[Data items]

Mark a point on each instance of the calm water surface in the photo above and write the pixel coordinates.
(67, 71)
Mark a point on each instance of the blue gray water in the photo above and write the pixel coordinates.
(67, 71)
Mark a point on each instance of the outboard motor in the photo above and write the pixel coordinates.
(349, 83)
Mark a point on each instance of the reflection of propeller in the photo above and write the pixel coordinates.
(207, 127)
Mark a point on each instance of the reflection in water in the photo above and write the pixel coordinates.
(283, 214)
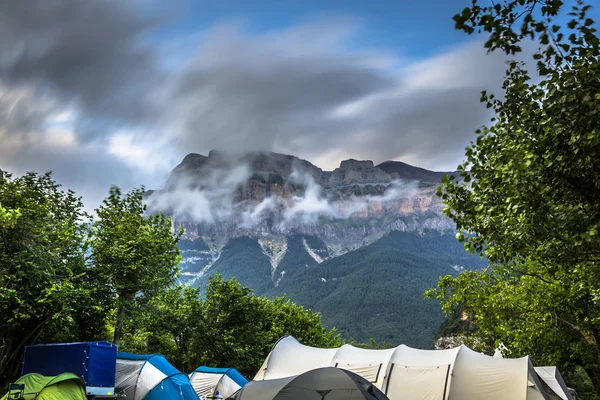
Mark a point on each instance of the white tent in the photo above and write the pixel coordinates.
(209, 382)
(406, 373)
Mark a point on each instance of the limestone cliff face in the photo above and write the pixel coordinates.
(269, 194)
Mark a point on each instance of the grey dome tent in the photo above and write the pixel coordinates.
(327, 383)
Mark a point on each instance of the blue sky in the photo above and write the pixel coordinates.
(118, 92)
(417, 28)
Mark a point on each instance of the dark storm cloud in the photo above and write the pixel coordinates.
(87, 54)
(283, 92)
(304, 90)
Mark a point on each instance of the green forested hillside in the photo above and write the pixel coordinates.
(242, 258)
(377, 291)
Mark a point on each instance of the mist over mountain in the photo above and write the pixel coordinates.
(365, 235)
(263, 195)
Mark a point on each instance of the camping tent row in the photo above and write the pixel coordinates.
(66, 386)
(152, 377)
(317, 384)
(210, 382)
(406, 373)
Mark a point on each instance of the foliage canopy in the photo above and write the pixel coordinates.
(529, 197)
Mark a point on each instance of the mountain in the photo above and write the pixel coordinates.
(360, 243)
(409, 172)
(377, 291)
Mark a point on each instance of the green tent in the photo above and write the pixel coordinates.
(65, 386)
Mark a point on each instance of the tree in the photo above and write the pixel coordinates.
(44, 281)
(230, 326)
(8, 217)
(529, 197)
(136, 254)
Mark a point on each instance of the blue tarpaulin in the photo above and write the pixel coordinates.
(94, 362)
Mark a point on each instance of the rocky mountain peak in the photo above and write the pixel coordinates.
(356, 164)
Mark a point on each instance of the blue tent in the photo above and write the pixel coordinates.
(207, 381)
(93, 362)
(151, 377)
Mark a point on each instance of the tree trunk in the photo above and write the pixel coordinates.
(119, 326)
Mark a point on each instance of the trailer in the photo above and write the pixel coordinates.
(94, 362)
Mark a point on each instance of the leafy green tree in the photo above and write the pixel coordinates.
(529, 197)
(8, 217)
(136, 254)
(45, 284)
(230, 326)
(240, 329)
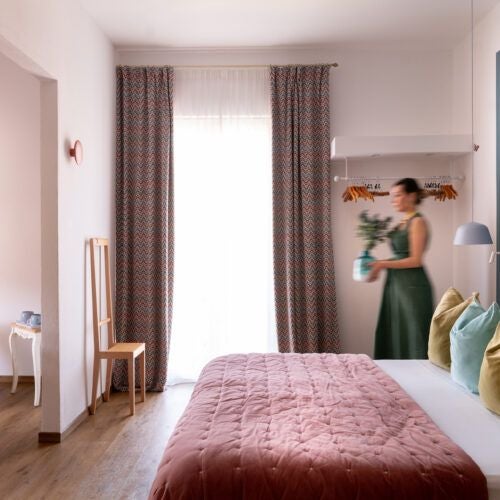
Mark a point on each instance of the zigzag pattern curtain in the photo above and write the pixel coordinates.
(303, 258)
(144, 218)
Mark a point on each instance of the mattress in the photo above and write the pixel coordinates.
(457, 412)
(309, 426)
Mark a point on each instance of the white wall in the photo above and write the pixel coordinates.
(58, 39)
(20, 216)
(471, 268)
(373, 92)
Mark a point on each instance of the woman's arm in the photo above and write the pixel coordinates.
(417, 238)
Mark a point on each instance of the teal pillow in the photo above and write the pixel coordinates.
(469, 337)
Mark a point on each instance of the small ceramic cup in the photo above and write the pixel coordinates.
(35, 320)
(25, 317)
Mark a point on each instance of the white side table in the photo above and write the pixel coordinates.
(35, 335)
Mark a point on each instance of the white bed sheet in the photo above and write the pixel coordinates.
(457, 412)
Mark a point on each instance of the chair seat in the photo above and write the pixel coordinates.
(125, 348)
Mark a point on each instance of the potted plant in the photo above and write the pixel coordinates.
(372, 230)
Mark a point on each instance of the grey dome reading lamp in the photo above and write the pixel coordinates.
(472, 233)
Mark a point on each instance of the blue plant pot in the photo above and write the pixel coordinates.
(361, 268)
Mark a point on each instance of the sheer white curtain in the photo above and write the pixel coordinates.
(223, 290)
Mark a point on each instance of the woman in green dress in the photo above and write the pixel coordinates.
(407, 304)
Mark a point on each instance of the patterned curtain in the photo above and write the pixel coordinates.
(303, 260)
(144, 218)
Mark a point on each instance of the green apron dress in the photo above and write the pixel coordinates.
(407, 306)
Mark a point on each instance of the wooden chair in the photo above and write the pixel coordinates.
(120, 350)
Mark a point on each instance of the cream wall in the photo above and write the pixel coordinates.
(471, 269)
(56, 39)
(374, 92)
(20, 216)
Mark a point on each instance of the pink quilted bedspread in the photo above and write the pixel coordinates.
(309, 426)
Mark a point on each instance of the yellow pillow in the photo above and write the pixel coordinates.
(489, 377)
(450, 307)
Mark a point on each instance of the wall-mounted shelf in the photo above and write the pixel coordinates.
(358, 147)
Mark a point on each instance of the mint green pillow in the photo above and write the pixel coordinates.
(469, 337)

TASK DESCRIPTION | Because only the text is wanted, copy each record above precisely and omit its pictures.

RESPONSE TO THE TASK |
Mark a point on each instance of the calm water surface in the photo above and write the pixel coordinates.
(67, 71)
Mark a point on each instance of the blue gray water in the photo above and write the pixel coordinates.
(67, 71)
Mark a point on each instance of the outboard motor in the photo above and write the pixel coordinates.
(349, 83)
Mark a point on each instance of the reflection of propeller in the photo above and write the pixel coordinates.
(207, 127)
Mark a point on each instance of the reflection in water in the photo above and write the pixel coordinates.
(283, 214)
Mark a point on each instance of the white tent in the photo above and write the pixel coordinates.
(209, 382)
(406, 373)
Mark a point on each instance of the limestone cliff face in the photo above and write the pixel coordinates.
(269, 194)
Mark a point on each instance of the grey dome tent in the photo above and write the pixel coordinates.
(327, 383)
Mark a point on each instance of the blue sky in the photo above and write the pixel coordinates.
(118, 92)
(417, 28)
Mark a point on each instance of the dark storm cloud in the photo above and write the pixel coordinates.
(87, 54)
(283, 92)
(304, 90)
Mark a point on each instance of the green forested hillside in the photo above and write the pixel coordinates.
(242, 258)
(377, 291)
Mark a point on each instance of the mist over mountain in the photo above and write the pixel coordinates.
(365, 235)
(263, 195)
Mark a point on each instance of the camping tent row in the photo above and write the pixel coordinates.
(66, 386)
(152, 377)
(317, 384)
(210, 382)
(406, 373)
Mark a point on each instance of the foliage canopy in the photo above and write the pixel coordinates.
(529, 197)
Mark a point on each instance of the mountain in the photo above and write the pixel coordinates.
(360, 243)
(409, 172)
(377, 291)
Mark a point on each instance of the green tent in the photo above and write the pixel coordinates.
(65, 386)
Mark a point on each instance of the tree in the photo above and write the pixel coordinates.
(44, 281)
(230, 326)
(8, 217)
(529, 197)
(136, 254)
Mark a point on each instance of the blue tarpaulin in the photo above and write the pixel coordinates.
(94, 362)
Mark a point on each instance of the rocky mountain peak in the photo above and write the pixel coordinates.
(356, 164)
Mark a point on each instance of the blue tent in the photo above and write the pixel coordinates.
(207, 381)
(93, 362)
(151, 377)
Mark a point on each instance of the tree trunk in the photo above and write the pixel coordinates.
(119, 326)
Mark a point on each instance of the trailer in the photo above and write the pixel coordinates.
(94, 362)
Mark a point on each instance of the leafy green tree in the photo above and write the pixel coordinates.
(529, 197)
(8, 217)
(136, 254)
(45, 284)
(230, 326)
(240, 329)
Mark a point on each instance of the zigzag pattern curtain in the photo above and write the pixel coordinates.
(303, 258)
(144, 218)
Mark a point on each instance of the mattress in the photo above and write the pixel coordinates.
(457, 412)
(309, 426)
Mark a point on each instance of the white wall in the photo above and write the pixel coordinates.
(58, 39)
(20, 216)
(471, 268)
(373, 92)
Mark a point on each instance of the woman's arm in the photo above and write the pixel coordinates.
(417, 238)
Mark a point on each instance of the teal pillow in the photo above and write the pixel coordinates.
(469, 337)
Mark a point on each instance of the small ceramic cup in the photo above and write the pixel coordinates.
(35, 320)
(25, 317)
Mark a point on each instance of the white side table in the photo above and write the pixel coordinates.
(35, 335)
Mark a point on each instance of the white bed sheet in the photo above and write the pixel coordinates.
(457, 412)
Mark a point on each instance of the chair seat in the photo above and write the pixel coordinates.
(125, 348)
Mark a point on each instance of the potted plant in the photo above and write the pixel coordinates.
(372, 230)
Mark a point on each instance of the grey dome reading lamp in the photo above and write the pixel coordinates.
(472, 233)
Mark a point on each instance of the blue plant pot in the photo above and write the pixel coordinates.
(361, 268)
Mark a point on each instance of the sheer white curtain in the photo above and write the pixel coordinates.
(223, 290)
Mark a point on each instance of the woman in green dress in the photo above and write the pixel coordinates.
(407, 304)
Mark a point on each instance of the patterned curtain in the photo above and write the pixel coordinates.
(303, 260)
(144, 218)
Mark a point on each instance of the green apron dress in the photo above and write the pixel coordinates.
(407, 306)
Mark a point on each instance of the wooden chair in the photo above and write the pixel coordinates.
(120, 350)
Mark a point on each instance of the cream wall in the photo above and write the pixel coordinates.
(471, 269)
(56, 39)
(374, 92)
(20, 216)
Mark a point on each instance of the pink quilted bedspread in the photo above and write the pixel coordinates.
(309, 426)
Mark a point on each instance of the yellow pillow in the photo above and write the pixel coordinates.
(489, 377)
(450, 307)
Mark a point on each instance of the wall-mounted shelf in the photo above and write the pixel coordinates.
(358, 147)
Mark a point on each instance of the mint green pillow in the photo above and write the pixel coordinates.
(469, 337)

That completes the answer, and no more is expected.